REQUIREMENT
Please edit the material below so that "innermost" becomes "most central" wherever it occurs, changing nothing else.

DATA SUPPLIED

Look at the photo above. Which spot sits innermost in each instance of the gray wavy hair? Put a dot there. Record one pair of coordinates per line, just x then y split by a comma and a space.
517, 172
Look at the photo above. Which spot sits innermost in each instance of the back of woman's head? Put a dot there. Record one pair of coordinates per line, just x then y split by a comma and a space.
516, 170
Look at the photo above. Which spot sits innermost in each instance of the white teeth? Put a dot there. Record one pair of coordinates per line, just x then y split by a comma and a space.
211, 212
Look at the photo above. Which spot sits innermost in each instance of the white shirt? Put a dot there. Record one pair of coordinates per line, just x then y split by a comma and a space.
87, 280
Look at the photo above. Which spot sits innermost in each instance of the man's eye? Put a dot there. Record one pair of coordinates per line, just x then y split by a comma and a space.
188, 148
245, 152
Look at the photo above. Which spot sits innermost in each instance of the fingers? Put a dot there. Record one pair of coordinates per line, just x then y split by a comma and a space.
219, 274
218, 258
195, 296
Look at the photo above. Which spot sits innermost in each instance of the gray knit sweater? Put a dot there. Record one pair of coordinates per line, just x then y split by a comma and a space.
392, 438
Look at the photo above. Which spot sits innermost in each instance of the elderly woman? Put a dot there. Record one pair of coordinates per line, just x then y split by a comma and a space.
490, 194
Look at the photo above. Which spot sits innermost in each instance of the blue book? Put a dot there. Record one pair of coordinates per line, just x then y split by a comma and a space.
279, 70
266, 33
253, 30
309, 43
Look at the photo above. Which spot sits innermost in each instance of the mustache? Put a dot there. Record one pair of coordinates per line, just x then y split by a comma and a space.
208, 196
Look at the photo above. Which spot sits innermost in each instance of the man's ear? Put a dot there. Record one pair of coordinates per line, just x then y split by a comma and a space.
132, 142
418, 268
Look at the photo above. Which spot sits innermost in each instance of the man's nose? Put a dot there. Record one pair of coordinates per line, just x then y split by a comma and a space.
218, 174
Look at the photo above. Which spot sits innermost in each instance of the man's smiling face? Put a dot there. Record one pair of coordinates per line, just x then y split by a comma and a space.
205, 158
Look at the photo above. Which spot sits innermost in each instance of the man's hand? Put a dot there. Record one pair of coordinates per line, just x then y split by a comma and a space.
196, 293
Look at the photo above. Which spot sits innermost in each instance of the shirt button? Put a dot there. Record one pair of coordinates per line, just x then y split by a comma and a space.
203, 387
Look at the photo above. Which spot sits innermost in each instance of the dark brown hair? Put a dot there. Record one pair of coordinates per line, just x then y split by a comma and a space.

OUTPUT FOR THIS EXERCISE
Look at the photo above. Which spot sits most central in each instance of the gray wavy hair? Put a dot there. Record one pair of coordinates per line, just x then y split by a comma and a space.
517, 172
Look at the photo above. Which spot sits most central in each instance of the back of woman's head? Put a dot there. Record one pair of coordinates per line, just x then y split by a comma and a space.
516, 170
Look at the photo above. Which spot sits most central in each instance of the white teeth? Put a dot there. Record one pair of coordinates per line, just x then y split by a comma and a space.
211, 212
Look at the photo above. Which spot sits most central in each instance of the white shirt? Put a dot there. Record one pair of coordinates per line, just x then y split by a comma and a space.
87, 280
Look at the photo above. Which spot sits most central in each instance of the man's eye? Put a dot there. Record one pair of coordinates per line, just x then y split by a comma and a space.
188, 148
245, 152
Look at the photo above. Which spot sits most central in each instance of the fingers? Put a dot there. Record one pair of coordinates per line, just x then y split by a comma and a space.
219, 274
218, 258
195, 296
Look at the photo above. Which spot sits most central in each instance of the gray knit sweater? Put a dot there. Record one pair of coordinates per line, just x then y split by a comma and a space.
392, 438
Look at the photo above. Which spot sits most central in each instance of the elderly woman? Put a dot there. Record one pair of coordinates per line, just x then y split by a comma and a space.
490, 194
Look at the photo above. Which spot sits most central in each instance of the blue book? Put a dot there. Record one pair of coordinates per line, just x then y split by a comma and a space.
279, 70
266, 33
253, 30
309, 43
Look at the photo above. Which spot sits most central in each instance of the mustache? Put a dot there. Record one pair of coordinates per line, just x then y split by a comma and a space.
208, 196
Look at the photo above. Which spot sits most central in each instance of the man's ear? Put a dot there. Record one pair of coordinates per line, just x then y split by a comma and a space.
132, 142
418, 268
Look at the photo above. Which spot sits most central in each instance of the man's nose? Put a dot there. Record one pair of coordinates per line, just x then y split by a comma and a space.
218, 174
Look at the photo above. Which spot sits most central in each instance of the man's smiling face? Put a dot there. Record one pair of coordinates per line, just x then y split by a comma and a space.
205, 158
Look at the photo above. Which spot sits most central in each instance of the man's hand? Put a dot there. Record one pair of coordinates per line, just x then y split by a comma and a space.
196, 293
Look at the photo above. Which spot sits most central in each instance of the shirt button? Put a dot there. Record one pair of coordinates per line, just x then y split by a comma and a space.
203, 387
Look at the photo above. Which spot sits most central in each instance of the dark brown hair? Put a dot there. Record one pair of coordinates per line, just x then y split by a comma and a space.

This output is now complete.